SOURCE DATA:

◆ ◆ ◆ ◆ ◆

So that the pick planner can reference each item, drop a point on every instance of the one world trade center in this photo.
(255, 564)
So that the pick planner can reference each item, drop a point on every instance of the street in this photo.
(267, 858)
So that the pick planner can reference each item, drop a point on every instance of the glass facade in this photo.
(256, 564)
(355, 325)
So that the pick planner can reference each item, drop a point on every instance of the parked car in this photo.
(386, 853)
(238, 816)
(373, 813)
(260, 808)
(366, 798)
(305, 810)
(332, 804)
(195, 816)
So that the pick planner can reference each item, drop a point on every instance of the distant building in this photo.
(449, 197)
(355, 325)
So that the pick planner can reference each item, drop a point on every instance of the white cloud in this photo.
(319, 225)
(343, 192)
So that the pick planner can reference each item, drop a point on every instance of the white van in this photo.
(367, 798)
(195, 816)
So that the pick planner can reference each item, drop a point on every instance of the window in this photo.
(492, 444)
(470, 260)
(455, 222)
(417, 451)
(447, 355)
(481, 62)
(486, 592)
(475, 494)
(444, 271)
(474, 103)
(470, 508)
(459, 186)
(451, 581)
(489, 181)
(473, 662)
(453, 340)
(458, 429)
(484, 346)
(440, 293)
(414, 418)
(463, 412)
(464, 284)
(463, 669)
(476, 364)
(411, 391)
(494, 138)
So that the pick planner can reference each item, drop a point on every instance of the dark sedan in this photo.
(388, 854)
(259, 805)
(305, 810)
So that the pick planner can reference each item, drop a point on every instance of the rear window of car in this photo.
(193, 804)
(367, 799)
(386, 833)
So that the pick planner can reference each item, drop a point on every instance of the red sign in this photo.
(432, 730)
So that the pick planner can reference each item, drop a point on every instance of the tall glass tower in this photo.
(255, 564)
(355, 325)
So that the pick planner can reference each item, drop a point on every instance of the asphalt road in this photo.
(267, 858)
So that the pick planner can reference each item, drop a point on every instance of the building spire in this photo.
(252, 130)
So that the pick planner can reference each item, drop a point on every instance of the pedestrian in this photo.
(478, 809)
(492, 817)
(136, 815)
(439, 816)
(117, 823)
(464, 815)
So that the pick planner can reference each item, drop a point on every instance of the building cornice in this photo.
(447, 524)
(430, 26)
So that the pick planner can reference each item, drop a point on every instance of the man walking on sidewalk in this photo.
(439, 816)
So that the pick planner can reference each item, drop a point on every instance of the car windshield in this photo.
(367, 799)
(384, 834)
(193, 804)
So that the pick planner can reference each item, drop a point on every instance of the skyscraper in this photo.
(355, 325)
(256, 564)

◆ ◆ ◆ ◆ ◆

WRITTEN TASK: Revise the material above by replacing every occurrence of "pick planner" with "grasp planner" and reproduce it in full, leaving everything else untouched.

FULL ANSWER:
So that the grasp planner can reference each item, drop a point on every instance of the one world trade center in this photo.
(255, 564)
So that the grasp planner can reference each item, drop a point on every instance of the street in this photo.
(267, 858)
So that the grasp planner can reference each item, drop a point on every instance of the glass facade in this photo.
(256, 564)
(355, 325)
So that the grasp planner can reference each item, drop a point on every instance of the parked car in this photo.
(386, 853)
(238, 816)
(373, 813)
(260, 808)
(366, 798)
(305, 810)
(332, 804)
(195, 816)
So that the grasp planner can reference each item, drop a point on every instance of the distant building in this photo.
(449, 197)
(355, 325)
So that the grasp planner can reference each item, drop a point on every instance of the white cloud in this photo.
(319, 225)
(343, 192)
So that the grasp planner can reference each item, drop a point on every instance of the white van in this photo.
(367, 798)
(195, 816)
So that the grasp planner can reference each item, drop a point on every instance of the window in this photo.
(492, 444)
(470, 260)
(455, 222)
(417, 451)
(447, 355)
(481, 62)
(486, 592)
(475, 494)
(444, 271)
(474, 103)
(470, 508)
(459, 186)
(451, 581)
(489, 181)
(473, 662)
(453, 340)
(458, 429)
(484, 346)
(440, 293)
(414, 418)
(463, 412)
(464, 284)
(463, 669)
(476, 364)
(411, 391)
(494, 138)
So that the grasp planner can reference each item, drop a point on every instance of the dark sedan in this photo.
(388, 854)
(259, 805)
(305, 810)
So that the grasp planner can reference each item, drop a point on every instance of the rear window of car in this photo.
(193, 804)
(367, 799)
(386, 833)
So that the grasp planner can reference each item, drop a point on every instance of the red sign in this photo.
(432, 730)
So that the grasp planner can reference each item, drop a point on every instance of the tall glass tower in this photo.
(255, 564)
(355, 325)
So that the grasp planner can reference each item, drop a point on every instance of the asphalt road in this photo.
(267, 858)
So that the grasp planner can reference each item, drop a point on every instance of the building spire in this photo.
(252, 130)
So that the grasp planner can reference each item, drop a point on every instance of the pedestrian in this photo.
(478, 809)
(492, 817)
(136, 815)
(439, 816)
(117, 823)
(464, 815)
So that the grasp planner can reference each item, drop a point on every instance of the building cornice in this photo.
(447, 524)
(430, 26)
So that the grasp planner can reference each item, drop a point on every instance of the man walking on sidewalk in this photo.
(439, 816)
So that the grasp planner can reference each item, drop a point on every instance of the car windshield in this photo.
(367, 799)
(384, 834)
(193, 804)
So that the grasp planner can reference each item, drop a point on every instance of the skyscraper in this photo.
(355, 325)
(256, 564)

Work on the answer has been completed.